AUTOMATION AND DELEGATION FOR WORKING MOMS - WHY YOU SHOULDN'T (AND CAN'T) BE THE ONLY ONE DOING IT ALL

 Modern Mommy Doc


PUBLICATION DATE:

Oct 14, 2021

AUTOMATION AND DELEGATION FOR WORKING MOMS - WHY YOU SHOULDN'T (AND CAN'T) BE THE ONLY ONE DOING IT ALL

 Modern Mommy Doc

CATEGORY: PODCAST EPISODES | #69

EPISODE TAKEAWAYS:

  • Working moms take on a disproportionate amount of mental load and unpaid labor in U.S. households
  • Understanding what holds us back from automating and delegating is the first step in making it a regular practice in our lives
  • Our partners are some of the most important people we need to learn to delegate to
  • Delegation gives us the freedom we need to pursue our Centered Vision and move from Conflicted to Centered


WHAT'S INSIDE:
 READ THE ENTIRE TRANSCRIPT BELOW


This episode is all about how to automate and how to delegate as a working mom. We're going to get to the heart of the issue, because I think a lot of efficiency or business experts talk about productivity, efficiency, automating, and delegating, kind of all in that same vein of finding trusted people that you can train and then handing things off to them and really letting it go to those people. I think that's really, really important. There was a situation really recently that I had to decide, "Hey, listen, I've got to delegate this task that is draining me every single time I do it and that I keep on like beating my head against a wall about." I will tell you more later on in the episode but that was much more like, "What am I doing? I'm wasting my time."

WORK REQUIRED
What episode number does the podcast episode page give for this installment? The entries that come next are drawn from a separate source.

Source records

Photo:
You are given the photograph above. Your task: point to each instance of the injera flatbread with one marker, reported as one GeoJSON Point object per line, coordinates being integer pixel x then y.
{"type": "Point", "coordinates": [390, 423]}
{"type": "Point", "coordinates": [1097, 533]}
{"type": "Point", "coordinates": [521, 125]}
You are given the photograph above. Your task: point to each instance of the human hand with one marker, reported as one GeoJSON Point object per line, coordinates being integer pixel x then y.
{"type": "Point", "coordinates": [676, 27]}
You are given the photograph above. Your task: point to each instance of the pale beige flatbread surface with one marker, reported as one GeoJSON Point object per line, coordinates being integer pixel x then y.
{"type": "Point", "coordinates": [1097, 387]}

COMPLETE ANSWER
#69